Objective A
Copy the entries line for line, starting at the line that contains "Tag every instance of the yellow cap" and ending at the line that contains "x=278 y=484".

###

You are viewing a plain text version of this content. The canonical link for it is here.
Posted to commits@lucenenet.apache.org by ni...@apache.org on 2022/10/31 06:19:12 UTC
[lucenenet] 04/14: PERFORMANCE: Lucene.Net.Analysis.Util.CharacterUtils: Use spans and stackalloc to reduce heap allocations when lowercasing. Added system property named "maxStackLimit" that defaults to 2048 bytes.
This is an automated email from the ASF dual-hosted git repository.
nightowl888 pushed a commit to branch master
in repository https://gitbox.apache.org/repos/asf/lucenenet.git
commit 98c52a8649cbb7e9c6f209556a84c49f59ae3ec8
Author: Shad Storhaug <sh...@shadstorhaug.com>
AuthorDate: Thu Oct 27 01:13:34 2022 +0700
PERFORMANCE: Lucene.Net.Analysis.Util.CharacterUtils: Use spans and stackalloc to reduce heap allocations when lowercasing. Added system property named "maxStackLimit" that defaults to 2048 bytes.
---
.build/dependencies.props | 1 +
.../Analysis/Util/CharacterUtils.cs | 40 +++++++++++++++-------
.../Lucene.Net.Analysis.Common.csproj | 8 +++++
.../Configuration/TestConfigurationService.cs | 8 +++++
.../Startup.cs | 3 +-
src/Lucene.Net.Tests/Support/TestApiConsistency.cs | 2 +-
src/Lucene.Net/Lucene.Net.csproj | 1 +
src/Lucene.Net/Util/Constants.cs | 7 +++-
8 files changed, 55 insertions(+), 15 deletions(-)
diff --git a/.build/dependencies.props b/.build/dependencies.props
index 7a9ad2f27..1cfb3fc69 100644
--- a/.build/dependencies.props
+++ b/.build/dependencies.props
@@ -73,6 +73,7 @@
<RandomizedTestingGeneratorsPackageVersion>2.7.8</RandomizedTestingGeneratorsPackageVersion>
<SharpZipLibPackageVersion>1.1.0</SharpZipLibPackageVersion>
<Spatial4nPackageVersion>0.4.1.1</Spatial4nPackageVersion>
+ <SystemMemoryPackageVersion>4.5.4</SystemMemoryPackageVersion>
<SystemReflectionEmitPackageVersion>4.3.0</SystemReflectionEmitPackageVersion>
<SystemReflectionEmitILGenerationPackageVersion>4.3.0</SystemReflectionEmitILGenerationPackageVersion>
<SystemReflectionTypeExtensionsPackageVersion>4.3.0</SystemReflectionTypeExtensionsPackageVersion>
diff --git a/src/Lucene.Net.Analysis.Common/Analysis/Util/CharacterUtils.cs b/src/Lucene.Net.Analysis.Common/Analysis/Util/CharacterUtils.cs
index 8458ca33e..179e095b2 100644
--- a/src/Lucene.Net.Analysis.Common/Analysis/Util/CharacterUtils.cs
+++ b/src/Lucene.Net.Analysis.Common/Analysis/Util/CharacterUtils.cs
@@ -183,10 +183,17 @@ namespace Lucene.Net.Analysis.Util
Debugging.Assert(offset <= 0 && offset <= buffer.Length);
}
- // Slight optimization, eliminating a few method calls internally
- CultureInfo.InvariantCulture.TextInfo
- .ToLower(new string(buffer, offset, length))

###

Objective B
In the commit email, rewrite the passage starting at "Posted to commits@lucenenet.apache.org" and ending at "dual-hosted git repository.", swapping "heap allocations" for "memory allocations".

[Object pointing dataset rows]
###

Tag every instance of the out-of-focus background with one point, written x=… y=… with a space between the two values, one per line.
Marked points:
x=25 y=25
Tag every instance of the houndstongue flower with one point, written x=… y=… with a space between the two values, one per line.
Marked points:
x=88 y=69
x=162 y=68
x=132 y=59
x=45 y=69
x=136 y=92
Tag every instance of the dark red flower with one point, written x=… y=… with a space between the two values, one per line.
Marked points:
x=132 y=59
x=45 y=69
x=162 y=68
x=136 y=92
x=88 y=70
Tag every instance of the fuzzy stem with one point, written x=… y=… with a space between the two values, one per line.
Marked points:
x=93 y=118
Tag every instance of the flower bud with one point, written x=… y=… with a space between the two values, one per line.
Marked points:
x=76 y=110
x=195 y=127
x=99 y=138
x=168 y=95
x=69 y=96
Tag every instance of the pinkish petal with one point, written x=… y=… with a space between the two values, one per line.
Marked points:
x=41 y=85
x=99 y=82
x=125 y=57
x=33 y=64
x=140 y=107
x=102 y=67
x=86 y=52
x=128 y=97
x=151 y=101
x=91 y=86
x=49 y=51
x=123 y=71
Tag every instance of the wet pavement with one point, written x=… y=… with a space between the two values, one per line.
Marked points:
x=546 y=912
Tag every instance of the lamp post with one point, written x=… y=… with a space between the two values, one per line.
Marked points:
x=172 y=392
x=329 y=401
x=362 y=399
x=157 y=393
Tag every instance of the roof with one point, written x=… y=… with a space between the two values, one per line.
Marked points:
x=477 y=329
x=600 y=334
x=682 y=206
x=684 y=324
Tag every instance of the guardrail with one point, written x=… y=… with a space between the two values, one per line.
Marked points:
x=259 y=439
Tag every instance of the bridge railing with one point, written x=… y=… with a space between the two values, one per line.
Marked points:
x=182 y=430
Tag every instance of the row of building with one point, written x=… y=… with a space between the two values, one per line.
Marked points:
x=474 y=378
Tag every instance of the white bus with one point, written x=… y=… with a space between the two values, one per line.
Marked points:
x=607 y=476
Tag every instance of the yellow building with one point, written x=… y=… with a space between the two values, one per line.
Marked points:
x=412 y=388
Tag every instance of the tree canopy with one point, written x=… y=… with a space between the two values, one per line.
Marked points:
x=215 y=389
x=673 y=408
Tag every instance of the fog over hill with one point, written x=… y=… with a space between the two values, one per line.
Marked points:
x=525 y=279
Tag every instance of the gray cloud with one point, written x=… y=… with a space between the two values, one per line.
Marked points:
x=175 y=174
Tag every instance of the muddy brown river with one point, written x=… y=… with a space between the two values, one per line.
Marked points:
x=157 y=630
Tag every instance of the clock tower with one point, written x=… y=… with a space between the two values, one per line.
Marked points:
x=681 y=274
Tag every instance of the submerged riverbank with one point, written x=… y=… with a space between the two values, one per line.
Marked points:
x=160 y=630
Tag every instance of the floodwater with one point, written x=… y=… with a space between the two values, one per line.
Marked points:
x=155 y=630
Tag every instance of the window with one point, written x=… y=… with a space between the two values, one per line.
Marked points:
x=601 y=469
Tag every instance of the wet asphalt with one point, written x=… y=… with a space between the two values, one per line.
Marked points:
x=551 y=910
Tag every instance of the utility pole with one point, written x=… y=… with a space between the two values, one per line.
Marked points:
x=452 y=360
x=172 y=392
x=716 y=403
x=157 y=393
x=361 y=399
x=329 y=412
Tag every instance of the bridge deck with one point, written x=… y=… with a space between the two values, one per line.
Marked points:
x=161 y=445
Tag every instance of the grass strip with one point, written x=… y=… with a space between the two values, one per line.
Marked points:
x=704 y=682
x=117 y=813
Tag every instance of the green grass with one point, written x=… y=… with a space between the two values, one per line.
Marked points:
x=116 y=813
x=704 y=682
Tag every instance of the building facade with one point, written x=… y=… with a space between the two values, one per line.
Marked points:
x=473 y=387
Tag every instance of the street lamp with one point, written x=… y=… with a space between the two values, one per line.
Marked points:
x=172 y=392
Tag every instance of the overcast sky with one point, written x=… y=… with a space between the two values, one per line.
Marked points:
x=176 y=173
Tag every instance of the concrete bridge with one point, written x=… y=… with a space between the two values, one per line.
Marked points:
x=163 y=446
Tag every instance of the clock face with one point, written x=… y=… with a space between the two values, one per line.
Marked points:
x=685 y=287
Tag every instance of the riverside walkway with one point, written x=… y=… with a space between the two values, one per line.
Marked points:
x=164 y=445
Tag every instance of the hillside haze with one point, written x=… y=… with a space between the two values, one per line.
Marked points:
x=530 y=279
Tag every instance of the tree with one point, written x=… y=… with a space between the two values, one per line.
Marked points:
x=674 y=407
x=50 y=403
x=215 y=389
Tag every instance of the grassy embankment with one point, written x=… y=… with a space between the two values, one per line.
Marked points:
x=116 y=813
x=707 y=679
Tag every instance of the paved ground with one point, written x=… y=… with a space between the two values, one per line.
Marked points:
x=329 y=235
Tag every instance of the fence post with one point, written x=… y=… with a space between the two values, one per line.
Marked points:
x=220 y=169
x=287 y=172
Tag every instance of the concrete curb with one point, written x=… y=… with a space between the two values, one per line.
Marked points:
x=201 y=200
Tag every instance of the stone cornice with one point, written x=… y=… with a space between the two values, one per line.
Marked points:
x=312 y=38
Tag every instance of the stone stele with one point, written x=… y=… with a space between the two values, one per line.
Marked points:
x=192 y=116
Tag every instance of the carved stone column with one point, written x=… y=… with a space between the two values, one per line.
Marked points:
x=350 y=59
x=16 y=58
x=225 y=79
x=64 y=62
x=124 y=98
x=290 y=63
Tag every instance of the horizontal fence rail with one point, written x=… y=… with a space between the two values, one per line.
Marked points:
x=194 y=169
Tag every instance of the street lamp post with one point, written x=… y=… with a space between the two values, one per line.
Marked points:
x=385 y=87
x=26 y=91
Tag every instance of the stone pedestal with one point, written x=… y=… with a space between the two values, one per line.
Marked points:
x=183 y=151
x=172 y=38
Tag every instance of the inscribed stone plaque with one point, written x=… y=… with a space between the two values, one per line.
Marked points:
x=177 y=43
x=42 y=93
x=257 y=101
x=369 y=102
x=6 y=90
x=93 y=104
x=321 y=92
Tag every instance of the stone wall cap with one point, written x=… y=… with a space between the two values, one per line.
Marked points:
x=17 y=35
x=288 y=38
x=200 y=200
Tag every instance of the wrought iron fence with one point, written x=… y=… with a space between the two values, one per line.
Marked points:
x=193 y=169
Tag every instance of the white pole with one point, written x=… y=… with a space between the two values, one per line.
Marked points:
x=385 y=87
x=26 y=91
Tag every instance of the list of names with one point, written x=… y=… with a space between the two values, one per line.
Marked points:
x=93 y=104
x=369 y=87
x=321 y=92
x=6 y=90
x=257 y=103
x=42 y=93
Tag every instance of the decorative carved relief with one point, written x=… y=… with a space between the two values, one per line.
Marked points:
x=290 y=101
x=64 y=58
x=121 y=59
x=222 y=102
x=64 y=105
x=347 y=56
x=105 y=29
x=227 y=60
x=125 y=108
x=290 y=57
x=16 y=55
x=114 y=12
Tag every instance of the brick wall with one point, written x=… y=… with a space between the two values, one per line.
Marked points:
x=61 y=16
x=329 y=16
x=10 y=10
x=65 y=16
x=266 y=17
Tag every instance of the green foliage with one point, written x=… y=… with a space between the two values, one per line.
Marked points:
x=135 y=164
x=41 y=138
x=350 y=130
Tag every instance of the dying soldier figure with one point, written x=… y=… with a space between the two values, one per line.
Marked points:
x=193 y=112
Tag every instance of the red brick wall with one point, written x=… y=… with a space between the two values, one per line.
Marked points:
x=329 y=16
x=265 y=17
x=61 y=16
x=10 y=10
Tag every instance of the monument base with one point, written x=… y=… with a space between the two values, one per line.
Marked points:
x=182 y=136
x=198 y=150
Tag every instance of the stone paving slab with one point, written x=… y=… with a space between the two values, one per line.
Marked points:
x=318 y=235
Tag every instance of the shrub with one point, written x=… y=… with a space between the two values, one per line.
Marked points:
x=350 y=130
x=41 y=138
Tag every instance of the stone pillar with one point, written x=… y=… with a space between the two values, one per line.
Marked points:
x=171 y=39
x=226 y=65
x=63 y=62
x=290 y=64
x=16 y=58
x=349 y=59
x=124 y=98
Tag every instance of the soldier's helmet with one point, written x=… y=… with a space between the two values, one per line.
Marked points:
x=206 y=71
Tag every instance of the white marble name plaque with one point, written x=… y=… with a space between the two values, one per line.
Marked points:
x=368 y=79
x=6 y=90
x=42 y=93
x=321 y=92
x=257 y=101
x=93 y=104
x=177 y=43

###

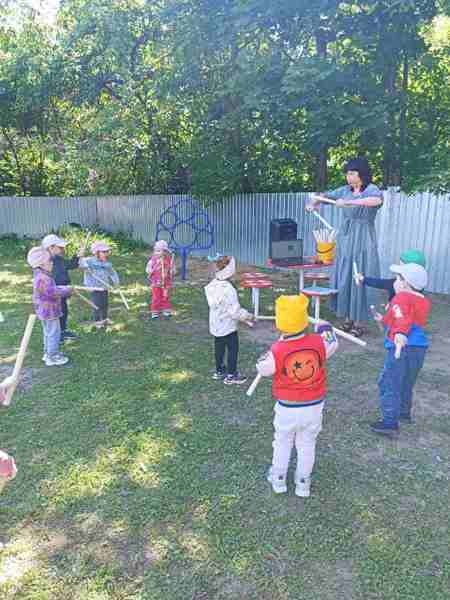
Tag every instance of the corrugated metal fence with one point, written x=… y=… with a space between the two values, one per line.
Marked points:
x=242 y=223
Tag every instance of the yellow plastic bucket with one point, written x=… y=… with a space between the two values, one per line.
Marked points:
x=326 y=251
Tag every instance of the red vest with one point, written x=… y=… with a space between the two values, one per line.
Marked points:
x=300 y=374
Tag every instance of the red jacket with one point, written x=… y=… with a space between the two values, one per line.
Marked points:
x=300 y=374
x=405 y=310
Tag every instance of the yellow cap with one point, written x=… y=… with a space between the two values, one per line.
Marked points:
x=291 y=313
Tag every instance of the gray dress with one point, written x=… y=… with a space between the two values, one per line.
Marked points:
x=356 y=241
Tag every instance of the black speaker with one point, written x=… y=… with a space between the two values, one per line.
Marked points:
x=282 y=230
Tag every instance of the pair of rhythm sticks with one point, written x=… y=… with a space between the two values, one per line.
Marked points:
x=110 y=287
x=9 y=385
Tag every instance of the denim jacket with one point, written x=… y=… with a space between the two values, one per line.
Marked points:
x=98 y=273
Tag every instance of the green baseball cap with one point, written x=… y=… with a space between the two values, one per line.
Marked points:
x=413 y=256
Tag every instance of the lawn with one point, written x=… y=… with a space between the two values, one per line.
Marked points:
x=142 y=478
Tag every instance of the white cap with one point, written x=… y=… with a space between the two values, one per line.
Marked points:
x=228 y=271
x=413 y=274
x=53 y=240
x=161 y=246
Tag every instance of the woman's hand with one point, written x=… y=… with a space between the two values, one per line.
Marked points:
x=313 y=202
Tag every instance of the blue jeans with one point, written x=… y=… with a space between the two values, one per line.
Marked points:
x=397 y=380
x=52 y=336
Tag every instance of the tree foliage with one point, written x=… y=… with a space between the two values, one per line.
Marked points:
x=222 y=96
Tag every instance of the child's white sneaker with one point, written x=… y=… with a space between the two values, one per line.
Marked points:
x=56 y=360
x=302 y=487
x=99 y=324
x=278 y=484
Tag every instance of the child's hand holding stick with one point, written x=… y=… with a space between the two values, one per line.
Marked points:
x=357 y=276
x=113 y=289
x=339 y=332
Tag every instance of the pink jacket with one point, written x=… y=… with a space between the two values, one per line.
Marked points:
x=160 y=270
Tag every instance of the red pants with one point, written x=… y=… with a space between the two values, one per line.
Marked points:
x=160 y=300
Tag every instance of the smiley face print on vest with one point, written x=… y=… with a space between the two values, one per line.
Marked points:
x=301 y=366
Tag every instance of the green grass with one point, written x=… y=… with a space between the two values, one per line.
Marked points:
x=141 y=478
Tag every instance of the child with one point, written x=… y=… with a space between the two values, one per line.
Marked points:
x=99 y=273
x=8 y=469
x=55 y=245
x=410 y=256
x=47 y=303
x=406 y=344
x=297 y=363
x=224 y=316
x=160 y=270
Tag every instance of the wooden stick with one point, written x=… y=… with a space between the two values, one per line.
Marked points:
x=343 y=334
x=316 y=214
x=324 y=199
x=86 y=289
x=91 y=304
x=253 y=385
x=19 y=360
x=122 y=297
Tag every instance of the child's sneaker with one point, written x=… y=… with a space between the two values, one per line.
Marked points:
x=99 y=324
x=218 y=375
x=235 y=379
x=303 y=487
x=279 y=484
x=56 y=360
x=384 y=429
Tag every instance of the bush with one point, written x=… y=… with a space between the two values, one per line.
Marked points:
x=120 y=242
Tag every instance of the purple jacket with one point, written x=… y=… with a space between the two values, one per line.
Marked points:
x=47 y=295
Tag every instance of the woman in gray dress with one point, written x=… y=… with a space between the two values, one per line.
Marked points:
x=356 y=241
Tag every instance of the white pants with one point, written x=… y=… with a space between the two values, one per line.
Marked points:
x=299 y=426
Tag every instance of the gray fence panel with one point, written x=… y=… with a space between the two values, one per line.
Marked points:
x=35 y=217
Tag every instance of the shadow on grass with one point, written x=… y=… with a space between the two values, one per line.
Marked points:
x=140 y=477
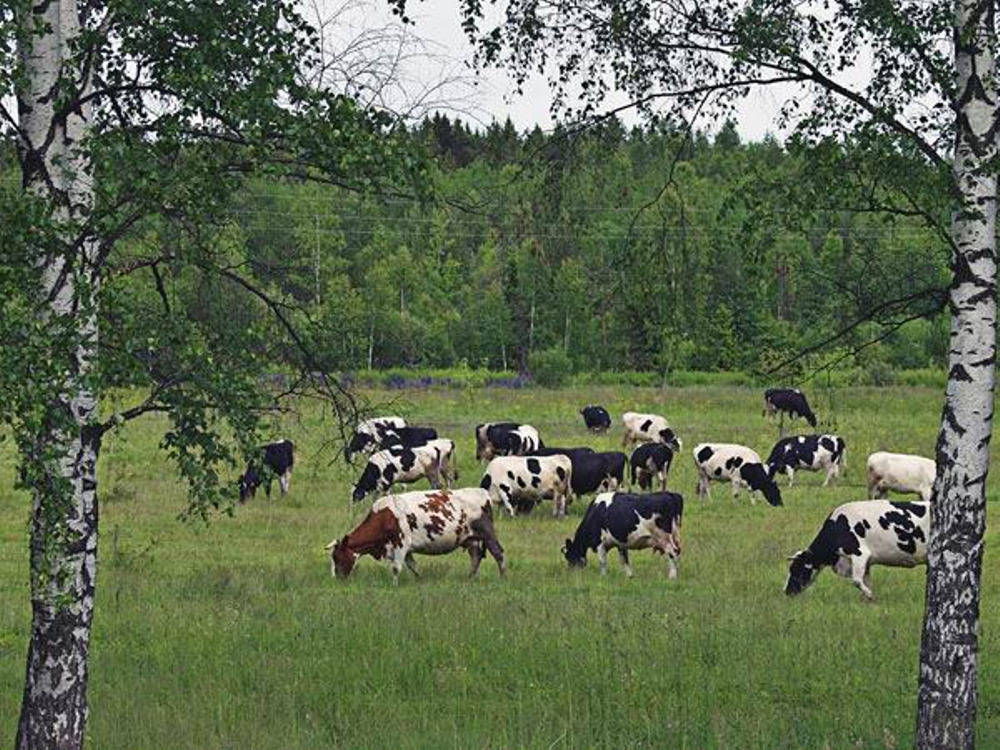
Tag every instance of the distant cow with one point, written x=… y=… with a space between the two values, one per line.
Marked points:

###

Exercise result A
Tag every instance of the yellow cap with one point, written x=… y=… with a space between the two values, one per line.
Marked points:
x=291 y=313
Tag every instance of the gray dress with one point, written x=… y=… with a space between the two values, one per line.
Marked points:
x=356 y=241
Tag every instance of the black speaker with one point, written x=… y=… with a space between the two values, one per line.
Marked points:
x=282 y=230
Tag every instance of the pair of rhythm sticks with one point, written x=… y=… with a space between the two values, one per line.
Marked points:
x=110 y=287
x=9 y=385
Tag every instance of the denim jacket with one point, written x=… y=… with a space between the two values, one per line.
Marked points:
x=98 y=273
Tag every instance of the green baseball cap with one point, written x=… y=… with a space between the two values, one per line.
Marked points:
x=413 y=256
Tag every instance of the lawn with one point, written x=… y=… with a space between the two values, one per line.
Marked points:
x=142 y=478
Tag every instance of the white cap with one point, written x=… y=… with a space between the two values, one per line.
Marked points:
x=228 y=271
x=413 y=274
x=53 y=240
x=161 y=246
Tag every instance of the woman's hand with one point, written x=… y=… with a space between the two values, one per line.
Marked points:
x=313 y=202
Tag every instance of the blue jeans with one point, written x=… y=… with a space between the two values, one per line.
Marked points:
x=397 y=380
x=52 y=336
Tag every instance of the tree foliage with one point, written x=… y=… with a space between the two values, one per line.
Marked points:
x=222 y=96
Tag every instance of the child's white sneaker with one point, written x=… y=… with a space between the two values, one per line.
Marked points:
x=56 y=360
x=302 y=487
x=99 y=324
x=278 y=484

Exercise result B
Posted to commits@lucenenet.apache.org by ni...@apache.org on 2022/10/31 06:19:12 UTC
[lucenenet] 04/14: PERFORMANCE: Lucene.Net.Analysis.Util.CharacterUtils: Use spans and stackalloc to reduce memory allocations when lowercasing. Added system property named "maxStackLimit" that defaults to 2048 bytes.
This is an automated email from the ASF dual-hosted git repository.